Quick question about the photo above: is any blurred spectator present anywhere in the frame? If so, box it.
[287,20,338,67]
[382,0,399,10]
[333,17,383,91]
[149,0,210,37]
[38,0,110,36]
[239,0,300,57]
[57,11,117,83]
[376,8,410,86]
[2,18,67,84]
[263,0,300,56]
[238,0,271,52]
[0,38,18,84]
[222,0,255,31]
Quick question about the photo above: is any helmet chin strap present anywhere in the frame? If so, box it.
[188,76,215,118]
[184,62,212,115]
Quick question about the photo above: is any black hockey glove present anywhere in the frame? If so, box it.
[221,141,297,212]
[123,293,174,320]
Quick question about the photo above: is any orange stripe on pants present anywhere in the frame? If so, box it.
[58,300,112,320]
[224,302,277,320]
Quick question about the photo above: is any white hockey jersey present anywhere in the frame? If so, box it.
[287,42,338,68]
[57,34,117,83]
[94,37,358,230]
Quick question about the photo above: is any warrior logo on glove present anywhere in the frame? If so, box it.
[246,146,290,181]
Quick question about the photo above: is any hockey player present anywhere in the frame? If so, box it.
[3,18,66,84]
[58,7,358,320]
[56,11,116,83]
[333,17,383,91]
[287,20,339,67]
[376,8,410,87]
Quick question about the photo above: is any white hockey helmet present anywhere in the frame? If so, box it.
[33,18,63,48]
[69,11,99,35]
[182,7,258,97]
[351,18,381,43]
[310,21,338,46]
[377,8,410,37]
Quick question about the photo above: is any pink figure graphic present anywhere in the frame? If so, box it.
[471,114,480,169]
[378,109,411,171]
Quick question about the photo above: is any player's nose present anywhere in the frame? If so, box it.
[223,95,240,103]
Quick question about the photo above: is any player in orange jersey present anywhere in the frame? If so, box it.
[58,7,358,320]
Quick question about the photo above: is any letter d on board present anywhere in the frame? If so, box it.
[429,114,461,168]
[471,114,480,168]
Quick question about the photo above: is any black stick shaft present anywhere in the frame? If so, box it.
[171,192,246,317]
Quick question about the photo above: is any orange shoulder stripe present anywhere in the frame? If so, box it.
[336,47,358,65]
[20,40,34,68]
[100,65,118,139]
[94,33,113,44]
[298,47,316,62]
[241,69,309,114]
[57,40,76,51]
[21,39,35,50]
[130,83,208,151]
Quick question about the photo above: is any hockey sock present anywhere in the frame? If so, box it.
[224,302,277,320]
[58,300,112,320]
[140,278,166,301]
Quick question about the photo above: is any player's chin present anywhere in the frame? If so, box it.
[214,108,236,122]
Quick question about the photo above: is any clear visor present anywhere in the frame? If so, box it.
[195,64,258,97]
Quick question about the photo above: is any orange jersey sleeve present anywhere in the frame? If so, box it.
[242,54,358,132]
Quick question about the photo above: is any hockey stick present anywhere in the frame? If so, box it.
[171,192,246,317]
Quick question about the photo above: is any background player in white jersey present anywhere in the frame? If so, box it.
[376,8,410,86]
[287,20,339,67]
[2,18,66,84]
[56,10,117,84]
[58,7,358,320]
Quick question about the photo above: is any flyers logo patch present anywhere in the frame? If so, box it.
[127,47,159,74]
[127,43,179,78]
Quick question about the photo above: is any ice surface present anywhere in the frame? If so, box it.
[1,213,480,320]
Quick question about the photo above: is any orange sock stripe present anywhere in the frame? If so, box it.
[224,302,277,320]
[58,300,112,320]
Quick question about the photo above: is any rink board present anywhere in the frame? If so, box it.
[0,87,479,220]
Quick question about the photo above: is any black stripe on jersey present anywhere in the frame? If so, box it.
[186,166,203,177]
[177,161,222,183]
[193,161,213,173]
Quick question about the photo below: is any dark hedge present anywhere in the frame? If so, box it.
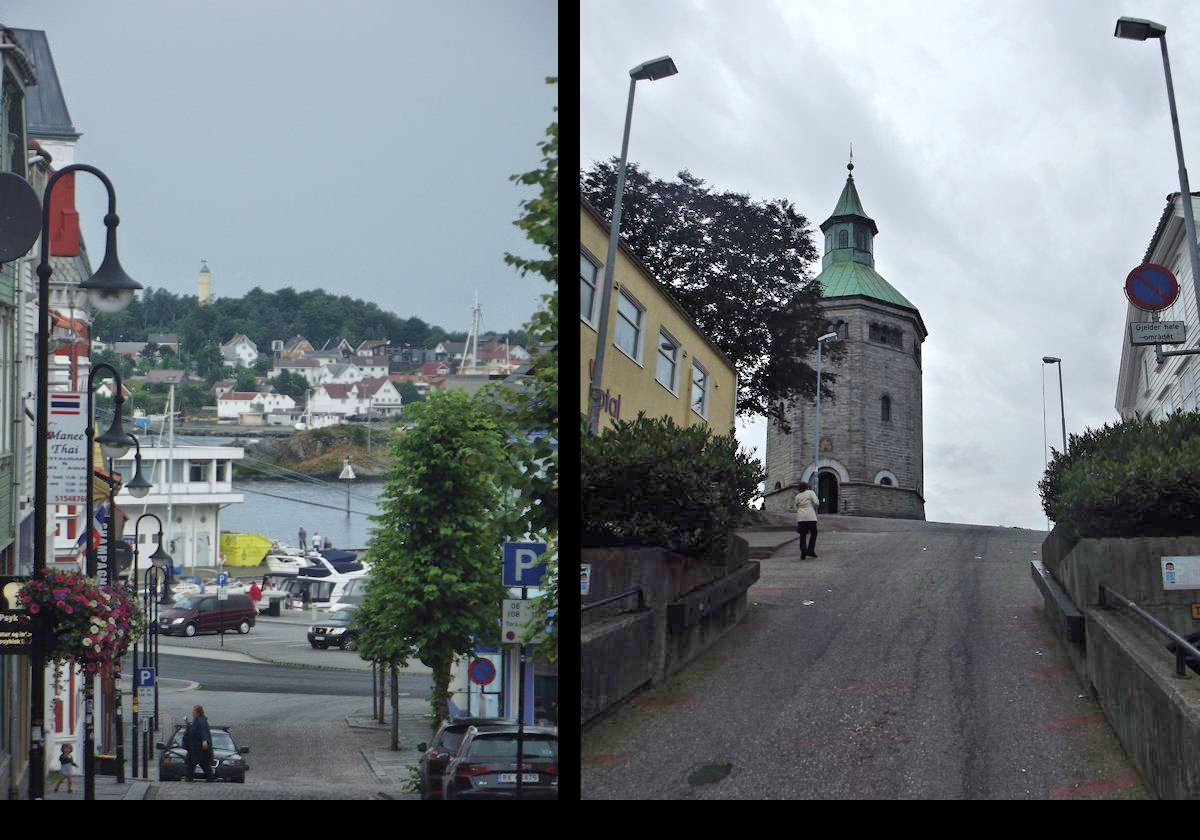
[1038,411,1200,539]
[581,414,764,559]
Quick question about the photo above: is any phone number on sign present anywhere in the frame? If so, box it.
[55,496,87,503]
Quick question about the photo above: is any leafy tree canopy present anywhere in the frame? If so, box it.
[579,160,842,430]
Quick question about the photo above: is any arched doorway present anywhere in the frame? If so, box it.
[818,471,839,514]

□ □ □ □ □

**Problem to solve:**
Repeat the listing above exactly, omitting the pictures it contains.

**Solution:**
Quick question about the photo above: is any blurred spectator present anywhere in the frame? If so, box it.
[287,20,338,67]
[382,0,399,10]
[333,17,383,91]
[149,0,210,37]
[38,0,110,36]
[239,0,300,57]
[57,11,117,83]
[376,8,410,86]
[2,18,67,84]
[263,0,300,56]
[238,0,271,52]
[0,38,18,84]
[222,0,255,31]
Quick question about the photo above: is any helmet chin strap present anywhere in the frame? If so, box it.
[188,76,215,118]
[184,62,212,115]
Quick question about the photo above: is any black hockey glove present anywhere in the frame? If so, box it.
[221,141,297,212]
[123,293,174,320]
Quick question about the photo above: is any orange stripe on pants present anywhere in the frame? If so, box it.
[58,300,112,320]
[224,302,277,320]
Quick question about the photo above: is any white hockey jersey present anywhere in the frame? If so, box it.
[287,42,338,68]
[57,34,117,83]
[94,37,358,230]
Quick question about the photo above: is any warrior logo on glove present anywhere in the frame? If so, box it.
[246,146,290,181]
Quick question about the photo above: is any hockey player present anywhere in the frame? If so, box it.
[3,18,66,84]
[58,7,358,320]
[56,11,116,83]
[333,17,383,91]
[287,20,339,67]
[376,8,410,87]
Quick question about the photo above: is any white hockey helmet present anywhere in the frame? If so, box it.
[33,18,63,48]
[69,11,99,35]
[182,7,258,97]
[351,18,381,43]
[310,21,338,46]
[377,8,410,37]
Quick question about the photo above: is any pink figure graphic present anywhere in the frame? If so, box it.
[471,114,480,169]
[378,109,411,171]
Quick question about the photo above: is any player's nose present anywhere in the frame? If so, box it.
[223,95,240,103]
Quick question about the photo above: is any player in orange jersey present anywhere in the frame? If so, box it.
[58,7,358,320]
Quick question about the photo above: is any letter d on board present anywhere in the frame? If so, box it.
[429,114,461,168]
[471,114,480,168]
Quick question about the photo above: is any black stick shaft present anywhere in the frame? If so, box it.
[171,192,246,317]
Quick question about the photo above: is any orange shoulder stripe present anywhere in the frame? If so, box it.
[336,47,358,65]
[20,40,34,68]
[100,65,118,139]
[94,33,113,44]
[298,47,316,62]
[241,69,309,114]
[57,40,76,51]
[21,39,35,50]
[130,83,208,151]
Quick question about the photo above: is any hockey sock present anywhere in the frame? If so, box it.
[224,302,277,320]
[58,300,112,320]
[140,278,166,301]
Quick question about the photo above: is any player's chin present anywhere in the frame? If so, box it.
[214,108,236,122]
Quick question about the photo above: is any clear visor present anywhere in the frame? If so, box it.
[195,64,258,97]
Quick question about the photo above: is any orange jersey sleeve present anywhere in the frame? If so, box it.
[242,54,358,132]
Quick question about the photo above: is any hockey stick present anywhere in the frame? If so, box it.
[171,192,246,317]
Quick question about the photo above: is any background player in white jersey present anywhere in the frame? If so, box it.
[376,8,410,86]
[287,20,339,67]
[2,18,66,84]
[56,10,117,84]
[58,7,358,320]
Quick question about the photo above: is any flyers logo patch present anywhere in the frame? If so, box it.
[127,47,159,74]
[127,43,179,78]
Quick question about the photo above: is any ice surface present anywhere in the frame? If so, box it.
[1,213,480,320]
Quick question about the photo above: is any orange sock stripe present anywhere in the frame? If so, box it.
[224,302,277,320]
[58,300,112,320]
Quick question about the photo above: is any rink board present anywhere in the frame? If so, box it.
[0,87,479,220]
Quick question about the photo above: is any black stripe on jersey present anywhere in the frame? If so, box it.
[186,166,203,177]
[177,161,222,183]
[193,161,213,173]
Quick question about the photo below: is any dark hedge present anywhere in the frame? If so, box it.
[1038,411,1200,539]
[581,414,764,559]
Quick question about the photo above: is any phone number on sign present anywhere in the frame? If so, box it.
[55,496,87,503]
Quick question about the photo above: is any leafy tree canopy present anywhere in the frame? If so, box it.
[579,160,842,430]
Quick question about the photo above: is any arched doorway present anywhere in the frame? If so, box it.
[818,471,839,514]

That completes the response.